__Extracted text__.
━━━

LZ4

LZ4 is an extremely fast compression algorithm, prioritizing speed over compression ratio. compressionz provides a pure Zig implementation with SIMD optimizations.

At a Glance

Property	Value
Developer	Yann Collet
First Release	2011
Implementation	Pure Zig with SIMD
License	Apache 2.0 (compressionz implementation)

Performance

Variant	Compress	Decompress	Ratio
LZ4 Raw	36.6 GB/s	8.1 GB/s	99.5%
LZ4 Frame	4.8 GB/s	3.8 GB/s	99.3%

Features

Feature	LZ4 Frame	LZ4 Raw
Streaming	✅	❌
Checksum	✅	❌
Auto-detect	✅	❌
Zero-copy	✅	✅
Size in header	✅	❌

Two Variants

compressionz supports two LZ4 variants:

LZ4 Frame (`.lz4`)

Self-describing format with headers, checksums, and streaming support.

const cz = @import("compressionz");

// Compress
const compressed = try cz.compress(.lz4, data, allocator);
defer allocator.free(compressed);

// Decompress - size is in frame header
const decompressed = try cz.decompress(.lz4, compressed, allocator);
defer allocator.free(decompressed);

LZ4 Raw (`.lz4_raw`)

Raw block format for maximum speed. Requires tracking original size.

const cz = @import("compressionz");

// Compress
const compressed = try cz.compress(.lz4_raw, data, allocator);
const original_size = data.len;  // MUST save this!
defer allocator.free(compressed);

// Decompress - MUST provide expected_size
const decompressed = try cz.decompressWithOptions(.lz4_raw, compressed, allocator, .{
    .expected_size = original_size,
});
defer allocator.free(decompressed);

Which Variant to Use?

Use Case	Recommended
File storage	LZ4 Frame
Network protocols	LZ4 Frame
In-memory caching	LZ4 Raw
IPC / message passing	LZ4 Raw
Database pages	LZ4 Raw
Unknown recipient	LZ4 Frame

Compression Levels

// Fast (default for LZ4)
const fast = try cz.compressWithOptions(.lz4, data, allocator, .{
    .level = .fast,
});

// Default (slightly better ratio)
const default = try cz.compressWithOptions(.lz4, data, allocator, .{
    .level = .default,
});

LZ4 has a narrower speed/ratio trade-off than Zstd. Both levels are extremely fast.

━━━

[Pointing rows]
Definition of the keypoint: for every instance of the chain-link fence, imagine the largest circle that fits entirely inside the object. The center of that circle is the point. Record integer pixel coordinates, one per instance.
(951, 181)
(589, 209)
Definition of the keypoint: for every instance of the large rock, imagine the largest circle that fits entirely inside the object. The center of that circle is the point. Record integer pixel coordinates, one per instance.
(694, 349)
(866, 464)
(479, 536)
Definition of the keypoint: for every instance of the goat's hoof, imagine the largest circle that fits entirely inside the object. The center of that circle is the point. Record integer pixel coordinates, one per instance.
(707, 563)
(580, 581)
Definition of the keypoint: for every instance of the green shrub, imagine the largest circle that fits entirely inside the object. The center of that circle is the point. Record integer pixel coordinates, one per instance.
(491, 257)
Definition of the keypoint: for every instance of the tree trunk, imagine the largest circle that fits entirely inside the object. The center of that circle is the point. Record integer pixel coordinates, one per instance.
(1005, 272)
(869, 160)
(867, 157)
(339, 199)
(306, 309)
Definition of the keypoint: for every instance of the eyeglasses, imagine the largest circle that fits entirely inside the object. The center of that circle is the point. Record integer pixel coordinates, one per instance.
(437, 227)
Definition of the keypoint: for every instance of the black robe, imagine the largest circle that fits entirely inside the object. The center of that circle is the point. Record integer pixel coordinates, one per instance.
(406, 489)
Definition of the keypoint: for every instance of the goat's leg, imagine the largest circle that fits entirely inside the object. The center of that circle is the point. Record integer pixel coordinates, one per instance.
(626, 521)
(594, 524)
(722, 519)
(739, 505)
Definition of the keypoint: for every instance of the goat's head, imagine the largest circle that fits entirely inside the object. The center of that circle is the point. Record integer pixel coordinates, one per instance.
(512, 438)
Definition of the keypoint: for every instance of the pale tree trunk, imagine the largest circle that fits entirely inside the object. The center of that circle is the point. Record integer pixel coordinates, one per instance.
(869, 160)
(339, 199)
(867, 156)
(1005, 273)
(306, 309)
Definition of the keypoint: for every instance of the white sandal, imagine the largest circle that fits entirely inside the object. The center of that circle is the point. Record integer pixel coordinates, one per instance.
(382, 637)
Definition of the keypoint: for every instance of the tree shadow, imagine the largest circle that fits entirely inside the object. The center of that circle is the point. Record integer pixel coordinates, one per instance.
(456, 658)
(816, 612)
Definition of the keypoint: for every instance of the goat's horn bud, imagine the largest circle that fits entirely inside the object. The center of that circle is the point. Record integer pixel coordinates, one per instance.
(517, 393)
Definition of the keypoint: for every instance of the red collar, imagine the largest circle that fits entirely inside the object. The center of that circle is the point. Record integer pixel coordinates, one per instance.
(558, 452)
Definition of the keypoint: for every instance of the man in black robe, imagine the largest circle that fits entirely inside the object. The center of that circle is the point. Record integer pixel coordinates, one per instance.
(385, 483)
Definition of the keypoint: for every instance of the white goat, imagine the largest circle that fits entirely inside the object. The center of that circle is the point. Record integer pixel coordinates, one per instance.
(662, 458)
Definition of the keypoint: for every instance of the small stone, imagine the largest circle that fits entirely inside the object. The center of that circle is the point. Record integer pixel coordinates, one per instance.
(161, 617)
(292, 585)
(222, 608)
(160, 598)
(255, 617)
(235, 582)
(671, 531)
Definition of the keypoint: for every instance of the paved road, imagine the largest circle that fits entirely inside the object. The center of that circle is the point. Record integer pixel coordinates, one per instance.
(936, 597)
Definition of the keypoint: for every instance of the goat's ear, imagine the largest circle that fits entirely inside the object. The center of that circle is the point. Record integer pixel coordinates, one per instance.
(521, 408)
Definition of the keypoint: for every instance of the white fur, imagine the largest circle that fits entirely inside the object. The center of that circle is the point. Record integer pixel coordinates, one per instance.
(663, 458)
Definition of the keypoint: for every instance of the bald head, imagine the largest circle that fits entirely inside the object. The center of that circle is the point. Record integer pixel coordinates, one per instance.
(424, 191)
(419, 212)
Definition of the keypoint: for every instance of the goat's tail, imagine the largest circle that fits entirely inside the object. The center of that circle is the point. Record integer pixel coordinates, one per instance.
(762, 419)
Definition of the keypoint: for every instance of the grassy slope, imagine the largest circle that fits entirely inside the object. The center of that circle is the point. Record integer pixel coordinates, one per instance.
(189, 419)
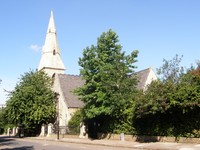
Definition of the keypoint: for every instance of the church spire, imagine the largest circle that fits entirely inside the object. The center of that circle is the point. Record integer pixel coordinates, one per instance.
(51, 61)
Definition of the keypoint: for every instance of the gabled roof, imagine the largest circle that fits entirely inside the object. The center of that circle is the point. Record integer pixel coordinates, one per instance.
(68, 84)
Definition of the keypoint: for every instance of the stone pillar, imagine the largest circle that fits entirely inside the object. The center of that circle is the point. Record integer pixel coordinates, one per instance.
(42, 133)
(50, 129)
(8, 131)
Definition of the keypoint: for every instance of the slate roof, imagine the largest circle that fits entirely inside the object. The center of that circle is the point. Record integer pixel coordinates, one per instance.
(142, 77)
(68, 83)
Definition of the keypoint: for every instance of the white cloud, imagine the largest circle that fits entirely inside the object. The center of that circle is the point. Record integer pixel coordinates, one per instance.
(35, 47)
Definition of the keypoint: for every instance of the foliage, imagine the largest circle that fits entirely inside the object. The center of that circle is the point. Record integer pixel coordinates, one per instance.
(109, 90)
(32, 101)
(171, 70)
(170, 108)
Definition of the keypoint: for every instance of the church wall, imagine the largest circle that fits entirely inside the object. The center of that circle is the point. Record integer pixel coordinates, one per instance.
(63, 109)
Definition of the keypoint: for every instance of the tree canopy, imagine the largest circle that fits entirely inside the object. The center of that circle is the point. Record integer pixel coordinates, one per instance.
(170, 107)
(32, 101)
(108, 90)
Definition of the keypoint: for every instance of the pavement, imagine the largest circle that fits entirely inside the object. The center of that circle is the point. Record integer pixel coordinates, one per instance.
(128, 144)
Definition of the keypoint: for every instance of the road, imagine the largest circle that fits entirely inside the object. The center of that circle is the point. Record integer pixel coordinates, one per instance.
(7, 143)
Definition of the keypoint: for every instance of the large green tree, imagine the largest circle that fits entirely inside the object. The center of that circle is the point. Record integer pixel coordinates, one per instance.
(108, 92)
(32, 101)
(170, 106)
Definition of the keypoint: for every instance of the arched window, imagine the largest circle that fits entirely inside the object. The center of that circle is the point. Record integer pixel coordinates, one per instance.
(54, 52)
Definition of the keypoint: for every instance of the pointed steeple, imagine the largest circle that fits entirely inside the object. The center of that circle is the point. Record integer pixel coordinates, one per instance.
(51, 61)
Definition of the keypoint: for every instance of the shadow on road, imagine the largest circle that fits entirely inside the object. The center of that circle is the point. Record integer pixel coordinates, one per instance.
(6, 141)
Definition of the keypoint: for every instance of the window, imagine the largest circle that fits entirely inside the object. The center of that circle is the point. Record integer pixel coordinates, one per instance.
(54, 52)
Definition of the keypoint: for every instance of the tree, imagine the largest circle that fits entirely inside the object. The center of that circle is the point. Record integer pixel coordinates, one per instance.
(171, 69)
(108, 91)
(32, 101)
(167, 105)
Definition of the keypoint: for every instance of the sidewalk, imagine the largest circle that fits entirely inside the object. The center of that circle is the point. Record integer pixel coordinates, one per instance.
(129, 144)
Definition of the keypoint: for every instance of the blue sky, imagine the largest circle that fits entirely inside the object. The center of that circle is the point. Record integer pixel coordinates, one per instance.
(157, 28)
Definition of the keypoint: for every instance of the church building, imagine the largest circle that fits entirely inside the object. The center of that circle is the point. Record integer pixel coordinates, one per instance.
(64, 84)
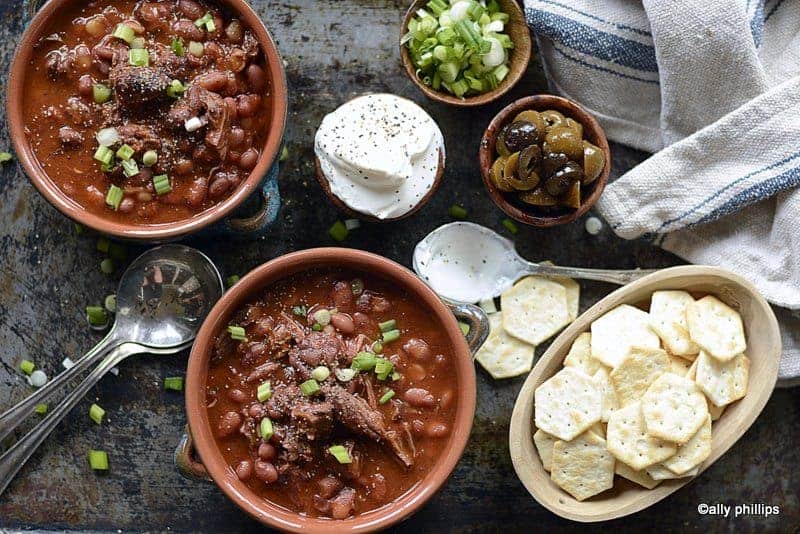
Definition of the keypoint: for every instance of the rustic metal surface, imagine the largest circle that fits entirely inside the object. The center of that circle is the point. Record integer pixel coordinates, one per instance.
(48, 274)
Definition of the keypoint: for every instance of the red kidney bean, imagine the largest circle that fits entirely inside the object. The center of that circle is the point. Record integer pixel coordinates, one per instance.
(256, 78)
(228, 424)
(244, 470)
(266, 472)
(267, 451)
(419, 398)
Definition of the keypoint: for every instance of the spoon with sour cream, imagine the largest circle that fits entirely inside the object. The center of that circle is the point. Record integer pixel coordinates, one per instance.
(467, 262)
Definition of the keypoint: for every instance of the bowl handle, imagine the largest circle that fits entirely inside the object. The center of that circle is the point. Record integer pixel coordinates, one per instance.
(186, 458)
(476, 319)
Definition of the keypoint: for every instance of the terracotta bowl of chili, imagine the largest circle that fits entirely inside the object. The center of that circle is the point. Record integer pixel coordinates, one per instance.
(304, 439)
(531, 214)
(147, 120)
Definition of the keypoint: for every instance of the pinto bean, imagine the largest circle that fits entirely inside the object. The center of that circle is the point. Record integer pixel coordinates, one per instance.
(228, 424)
(419, 398)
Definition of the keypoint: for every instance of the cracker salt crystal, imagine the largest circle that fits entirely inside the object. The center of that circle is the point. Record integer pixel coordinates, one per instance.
(567, 404)
(616, 332)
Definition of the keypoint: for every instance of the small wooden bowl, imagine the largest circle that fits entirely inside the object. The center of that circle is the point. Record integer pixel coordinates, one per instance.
(763, 349)
(326, 186)
(520, 56)
(532, 215)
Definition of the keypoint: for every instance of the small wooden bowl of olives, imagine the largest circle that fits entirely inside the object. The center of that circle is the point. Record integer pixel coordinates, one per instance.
(544, 160)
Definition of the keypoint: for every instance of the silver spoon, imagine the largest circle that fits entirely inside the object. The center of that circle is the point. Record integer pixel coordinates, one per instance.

━━━

__Parts of the exercise__.
A. Answer these from the LZ4 page:
(i) In what year was LZ4 first released?
(ii) What decompression speed is listed for LZ4 Frame?
(iii) Which variant is recommended for database pages?
B. Pick up the LZ4 page after its last sentence and continue it.
The rows can be left aside, since none of them is needed.

__Exercise answers__.
A.
(i) 2011
(ii) 3.8 GB/s
(iii) LZ4 Raw

B.
Frame Options

When using LZ4 Frame, you can control:

const cz = @import("compressionz");

const compressed = try cz.compressWithOptions(.lz4, data, allocator, .{
    .level = .fast,
    .include_size = true,      // Include content size in header
    .include_checksum = true,  // Include XXH32 checksum
});

Checksum

// With checksum (default) - detects corruption
const safe = try cz.compressWithOptions(.lz4, data, allocator, .{
    .include_checksum = true,
});

// Without checksum - slightly faster/smaller
const fast = try cz.compressWithOptions(.lz4, data, allocator, .{
    .include_checksum = false,
});

Zero-Copy Operations

Both variants support zero-copy for allocation-free compression:

const cz = @import("compressionz");

var compress_buf: [65536]u8 = undefined;
var decompress_buf: [65536]u8 = undefined;

// Compress into buffer
const compressed = try cz.compressInto(.lz4, data, &compress_buf, .{});

// Decompress into buffer
const decompressed = try cz.decompressInto(.lz4, compressed, &decompress_buf);

Buffer Sizing

// Calculate maximum compressed size
const max_size = cz.maxCompressedSize(.lz4, data.len);

// Or for raw blocks
const max_raw = cz.lz4.block.maxCompressedSize(data.len);

Streaming (Frame Only)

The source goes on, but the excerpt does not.